# Underground pit cooking



## cowgirl (Jun 11, 2008)

While camping last week I did an underground pit meal.....it's just about the same way that I do whole hogs, but on a smaller scale.
Everything turned out pretty tasty.

I made chicken, a pot of hoppin john, corn, tatoes and jalapeno cornbread.

First I seasoned everything and wrapped it....








Dug the hole and burned down some wood to make the hot coals....



Moved the hot coals to the center and built the ends up to hold an oven rack...



Set the seasoned/wrapped food on the oven rack...I put the cornbread pan on top of the hoppin john pan....



I didn't have a sheet of metal to cover the hole so I used a second oven rack covered with foil....

I carefully sealed the edges with dirt by hand to keep the heat in....



Then buried the whole thing with dirt and went off to enjoy a cold beverage....


----------



## craig chamberlain (Jun 11, 2008)

Great job cowgirl,I just left you a comment on your blog on this.


----------



## cowgirl (Jun 11, 2008)

Four hours later....( I did a little fishing in that time)..I uncovered the meal.
Had to use the flashlight, sorry the pics aren't very good!




The chicken was tender and moist....



The tatoes were nice and tender, I liked the added bacon and onion....



The hoppin john was great!



The corn was sweet and tender....



The cornbread looked questionable, but tasted great....





Over all, the meal turned out great....and I was able to relax and do some fishing in the time that it took for the meal to cook.


I did do a lot of meals over the fire, this was just one option I wanted to do so I could have a day off from tending the fire.


----------



## cowgirl (Jun 11, 2008)

Thanks Ken and Craig!

Given task: Transcribe the pit cooking thread word for word, starting at "I made chicken, a" and ending after "the hot coals....". Work only from the pit cooking thread above.

Supplied information:

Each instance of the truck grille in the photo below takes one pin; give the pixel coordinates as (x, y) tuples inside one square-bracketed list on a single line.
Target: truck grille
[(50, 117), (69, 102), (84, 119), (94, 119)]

Response for this exercise:
I made chicken, a pot of hoppin john, corn, tatoes and jalapeno cornbread.

First I seasoned everything and wrapped it....








Dug the hole and burned down some wood to make the hot coals....